**Input rows:**
──────

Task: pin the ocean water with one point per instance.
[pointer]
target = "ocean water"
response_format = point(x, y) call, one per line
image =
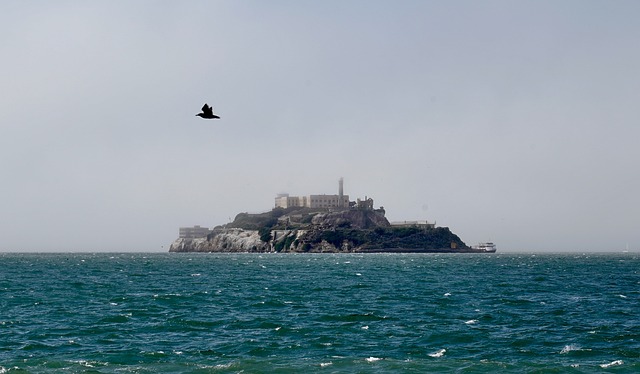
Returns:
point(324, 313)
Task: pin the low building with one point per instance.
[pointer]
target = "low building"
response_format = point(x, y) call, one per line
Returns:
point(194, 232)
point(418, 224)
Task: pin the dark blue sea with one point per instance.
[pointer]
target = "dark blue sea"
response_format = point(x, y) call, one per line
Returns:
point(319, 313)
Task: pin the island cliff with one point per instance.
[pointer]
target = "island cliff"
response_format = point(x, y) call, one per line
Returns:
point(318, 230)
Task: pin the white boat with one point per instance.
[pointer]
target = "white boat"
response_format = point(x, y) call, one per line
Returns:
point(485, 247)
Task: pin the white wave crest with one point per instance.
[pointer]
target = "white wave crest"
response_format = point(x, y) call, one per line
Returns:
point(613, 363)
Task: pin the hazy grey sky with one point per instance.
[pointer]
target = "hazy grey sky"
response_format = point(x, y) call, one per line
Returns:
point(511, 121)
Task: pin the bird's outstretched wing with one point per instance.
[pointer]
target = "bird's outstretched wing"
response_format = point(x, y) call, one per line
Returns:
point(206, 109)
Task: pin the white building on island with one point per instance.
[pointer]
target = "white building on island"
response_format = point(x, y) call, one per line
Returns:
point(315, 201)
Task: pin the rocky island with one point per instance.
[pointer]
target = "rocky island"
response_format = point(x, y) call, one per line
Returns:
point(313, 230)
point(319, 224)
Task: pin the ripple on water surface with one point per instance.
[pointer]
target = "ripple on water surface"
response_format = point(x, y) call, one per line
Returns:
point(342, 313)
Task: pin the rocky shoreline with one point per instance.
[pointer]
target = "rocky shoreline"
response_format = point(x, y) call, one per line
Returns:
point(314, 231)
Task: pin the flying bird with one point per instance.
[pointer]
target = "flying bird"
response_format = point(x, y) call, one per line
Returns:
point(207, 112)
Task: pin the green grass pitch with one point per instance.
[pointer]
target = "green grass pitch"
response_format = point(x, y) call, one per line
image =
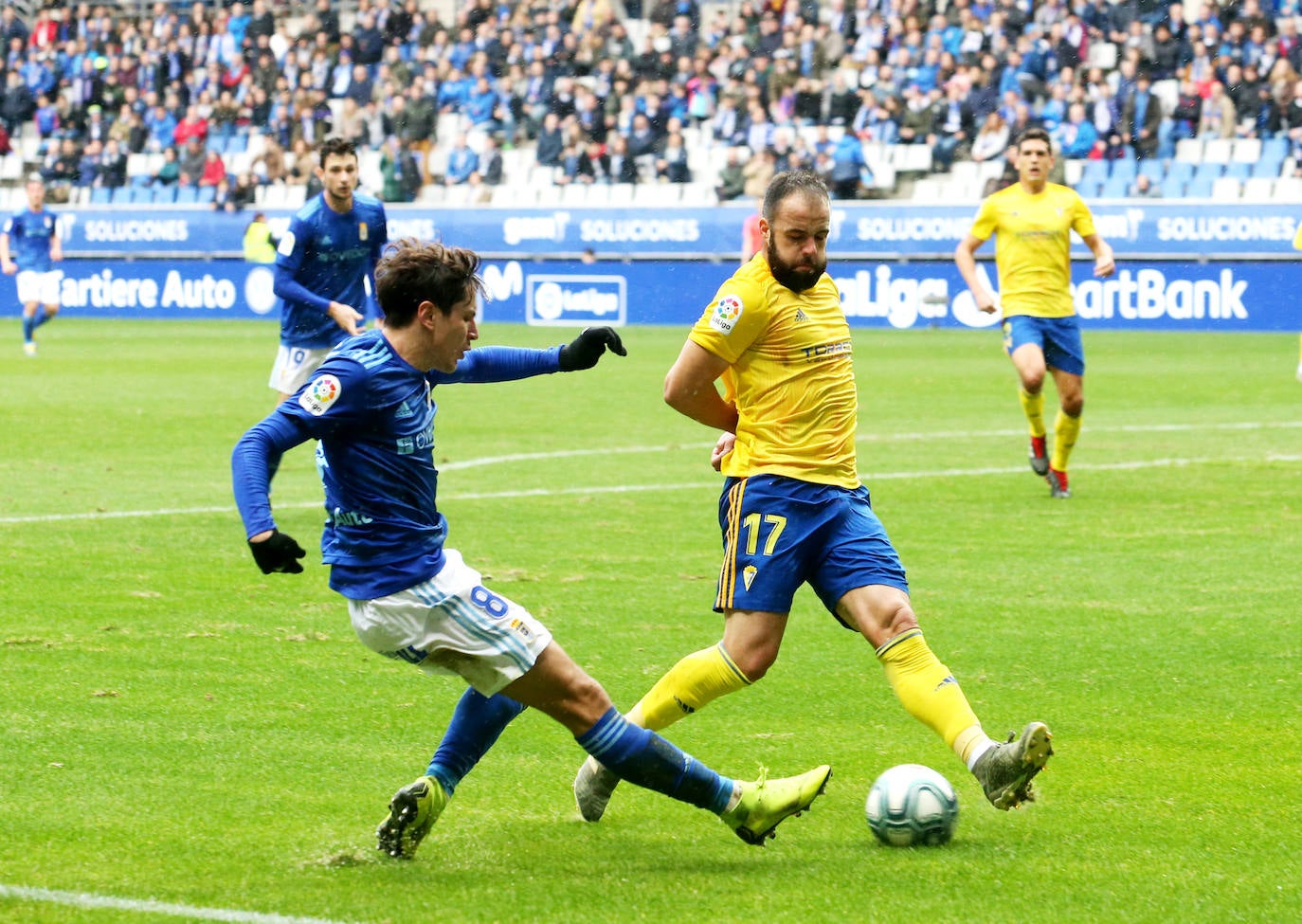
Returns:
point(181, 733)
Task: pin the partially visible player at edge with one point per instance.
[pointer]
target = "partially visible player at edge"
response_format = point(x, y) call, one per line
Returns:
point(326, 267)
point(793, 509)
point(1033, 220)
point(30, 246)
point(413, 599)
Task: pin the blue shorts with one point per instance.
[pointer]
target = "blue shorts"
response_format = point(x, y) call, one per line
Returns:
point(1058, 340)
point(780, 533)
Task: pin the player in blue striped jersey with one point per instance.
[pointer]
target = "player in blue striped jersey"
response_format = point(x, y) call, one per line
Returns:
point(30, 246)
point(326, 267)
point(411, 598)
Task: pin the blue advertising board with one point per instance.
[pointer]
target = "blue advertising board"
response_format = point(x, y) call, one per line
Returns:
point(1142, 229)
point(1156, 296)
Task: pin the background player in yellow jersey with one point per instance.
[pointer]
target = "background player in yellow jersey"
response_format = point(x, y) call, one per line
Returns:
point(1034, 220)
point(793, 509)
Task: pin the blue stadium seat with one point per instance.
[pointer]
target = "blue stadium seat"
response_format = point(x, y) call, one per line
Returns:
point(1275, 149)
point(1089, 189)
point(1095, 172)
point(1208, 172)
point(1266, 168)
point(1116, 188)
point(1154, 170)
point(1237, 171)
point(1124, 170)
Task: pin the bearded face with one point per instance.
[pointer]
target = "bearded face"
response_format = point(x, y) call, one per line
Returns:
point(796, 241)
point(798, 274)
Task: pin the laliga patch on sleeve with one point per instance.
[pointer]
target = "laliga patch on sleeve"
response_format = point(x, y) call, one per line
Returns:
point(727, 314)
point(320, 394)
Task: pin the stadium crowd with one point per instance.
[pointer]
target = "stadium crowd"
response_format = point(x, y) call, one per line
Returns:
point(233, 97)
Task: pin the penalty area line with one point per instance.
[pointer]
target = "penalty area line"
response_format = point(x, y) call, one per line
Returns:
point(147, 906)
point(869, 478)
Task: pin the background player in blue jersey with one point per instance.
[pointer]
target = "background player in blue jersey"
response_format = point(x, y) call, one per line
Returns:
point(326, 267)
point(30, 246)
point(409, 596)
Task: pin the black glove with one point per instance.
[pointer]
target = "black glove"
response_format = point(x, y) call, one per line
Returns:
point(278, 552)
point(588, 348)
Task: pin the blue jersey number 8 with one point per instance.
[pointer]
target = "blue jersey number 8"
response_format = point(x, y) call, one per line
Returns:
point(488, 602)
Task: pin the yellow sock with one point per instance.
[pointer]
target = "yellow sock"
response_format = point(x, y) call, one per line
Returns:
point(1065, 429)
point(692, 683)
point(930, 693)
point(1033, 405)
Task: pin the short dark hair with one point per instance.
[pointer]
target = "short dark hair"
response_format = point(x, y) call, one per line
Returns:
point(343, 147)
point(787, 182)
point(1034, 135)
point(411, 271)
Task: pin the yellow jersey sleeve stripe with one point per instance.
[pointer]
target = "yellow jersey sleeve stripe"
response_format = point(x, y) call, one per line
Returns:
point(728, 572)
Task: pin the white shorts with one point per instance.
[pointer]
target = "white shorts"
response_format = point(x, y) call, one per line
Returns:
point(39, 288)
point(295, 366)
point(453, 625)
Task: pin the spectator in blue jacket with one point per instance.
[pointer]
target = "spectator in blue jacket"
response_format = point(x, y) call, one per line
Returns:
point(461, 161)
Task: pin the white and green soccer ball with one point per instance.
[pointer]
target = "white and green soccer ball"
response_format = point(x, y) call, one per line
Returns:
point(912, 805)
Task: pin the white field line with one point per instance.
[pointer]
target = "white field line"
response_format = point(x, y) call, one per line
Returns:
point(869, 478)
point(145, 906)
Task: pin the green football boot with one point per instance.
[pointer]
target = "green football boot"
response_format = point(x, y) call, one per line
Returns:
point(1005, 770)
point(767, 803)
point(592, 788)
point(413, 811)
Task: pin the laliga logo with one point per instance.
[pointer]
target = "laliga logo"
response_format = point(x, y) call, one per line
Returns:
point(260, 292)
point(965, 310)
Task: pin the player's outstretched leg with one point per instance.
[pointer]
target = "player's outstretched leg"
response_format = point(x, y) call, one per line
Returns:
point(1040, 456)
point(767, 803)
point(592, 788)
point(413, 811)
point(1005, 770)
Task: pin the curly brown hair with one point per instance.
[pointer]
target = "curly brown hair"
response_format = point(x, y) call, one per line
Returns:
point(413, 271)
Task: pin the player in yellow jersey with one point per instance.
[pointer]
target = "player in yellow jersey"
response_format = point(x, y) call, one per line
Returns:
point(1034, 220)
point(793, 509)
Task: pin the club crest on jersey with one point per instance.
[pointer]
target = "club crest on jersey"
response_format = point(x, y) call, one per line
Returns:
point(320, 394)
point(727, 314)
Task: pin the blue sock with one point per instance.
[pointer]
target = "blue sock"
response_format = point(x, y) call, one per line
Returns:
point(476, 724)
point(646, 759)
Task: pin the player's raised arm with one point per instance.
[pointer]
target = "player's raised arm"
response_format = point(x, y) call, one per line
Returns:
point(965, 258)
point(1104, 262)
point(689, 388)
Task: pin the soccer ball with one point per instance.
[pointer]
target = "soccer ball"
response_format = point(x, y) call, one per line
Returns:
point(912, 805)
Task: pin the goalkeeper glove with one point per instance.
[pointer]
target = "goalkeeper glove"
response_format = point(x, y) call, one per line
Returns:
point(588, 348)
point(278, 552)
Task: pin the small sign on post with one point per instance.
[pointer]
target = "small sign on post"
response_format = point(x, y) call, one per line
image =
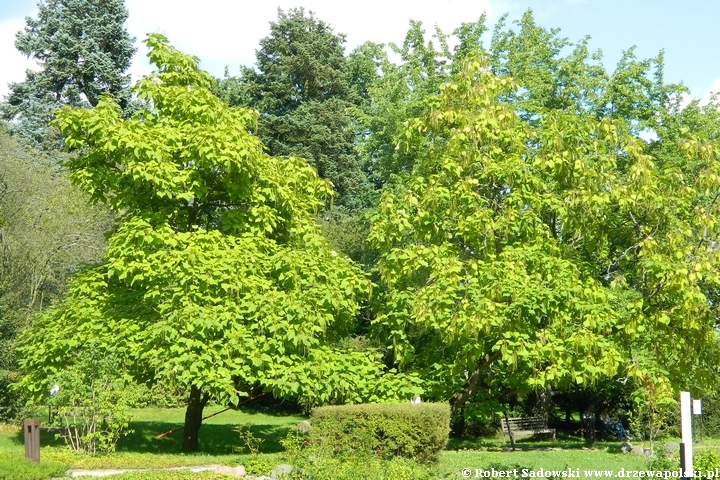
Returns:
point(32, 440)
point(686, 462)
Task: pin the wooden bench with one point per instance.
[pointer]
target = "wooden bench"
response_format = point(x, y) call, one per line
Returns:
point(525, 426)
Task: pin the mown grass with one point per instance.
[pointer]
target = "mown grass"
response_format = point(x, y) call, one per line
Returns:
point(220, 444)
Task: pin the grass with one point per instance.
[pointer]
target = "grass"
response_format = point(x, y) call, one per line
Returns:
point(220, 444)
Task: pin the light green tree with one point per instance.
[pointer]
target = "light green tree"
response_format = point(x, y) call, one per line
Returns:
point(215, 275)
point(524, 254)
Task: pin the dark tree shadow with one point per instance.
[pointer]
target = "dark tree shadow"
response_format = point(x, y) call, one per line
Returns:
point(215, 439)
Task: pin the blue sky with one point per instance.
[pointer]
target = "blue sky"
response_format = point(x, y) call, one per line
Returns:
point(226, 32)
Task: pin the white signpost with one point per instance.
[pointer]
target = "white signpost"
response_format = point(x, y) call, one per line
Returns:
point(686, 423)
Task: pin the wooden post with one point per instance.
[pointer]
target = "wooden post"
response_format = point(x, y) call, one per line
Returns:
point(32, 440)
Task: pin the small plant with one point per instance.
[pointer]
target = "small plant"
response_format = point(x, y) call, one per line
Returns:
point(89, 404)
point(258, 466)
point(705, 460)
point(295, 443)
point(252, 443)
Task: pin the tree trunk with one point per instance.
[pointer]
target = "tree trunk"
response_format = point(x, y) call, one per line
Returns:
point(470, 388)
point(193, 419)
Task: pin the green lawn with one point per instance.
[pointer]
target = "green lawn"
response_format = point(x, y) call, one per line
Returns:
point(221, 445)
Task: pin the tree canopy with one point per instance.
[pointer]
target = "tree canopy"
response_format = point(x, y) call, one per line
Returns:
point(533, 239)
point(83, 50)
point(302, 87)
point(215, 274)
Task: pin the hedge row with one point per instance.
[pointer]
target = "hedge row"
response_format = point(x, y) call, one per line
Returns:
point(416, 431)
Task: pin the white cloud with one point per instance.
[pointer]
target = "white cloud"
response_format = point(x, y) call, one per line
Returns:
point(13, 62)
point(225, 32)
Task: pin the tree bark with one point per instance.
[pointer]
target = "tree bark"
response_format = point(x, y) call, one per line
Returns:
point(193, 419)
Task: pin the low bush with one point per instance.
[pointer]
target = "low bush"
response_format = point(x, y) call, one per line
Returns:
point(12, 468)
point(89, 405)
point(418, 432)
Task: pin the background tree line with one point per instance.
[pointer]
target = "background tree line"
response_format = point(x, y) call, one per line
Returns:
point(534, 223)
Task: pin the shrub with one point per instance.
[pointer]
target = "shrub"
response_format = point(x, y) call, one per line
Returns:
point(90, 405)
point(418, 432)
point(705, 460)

──────

**The request:**
Quote the stretch of lines from the one containing "Task: pin the white and" through the one containing "point(145, 906)", both included, with each line reproduced verbatim.

**Output for this exercise:**
Task: pin the white and green soccer ball with one point per instance.
[pointer]
target = "white and green soccer ball"
response_format = point(x, y) call, one per line
Returns:
point(912, 805)
Task: pin the white field line with one point per instance.
[pointer]
target = "white field line"
response_format = point(x, y) call, one per line
Returns:
point(869, 478)
point(145, 906)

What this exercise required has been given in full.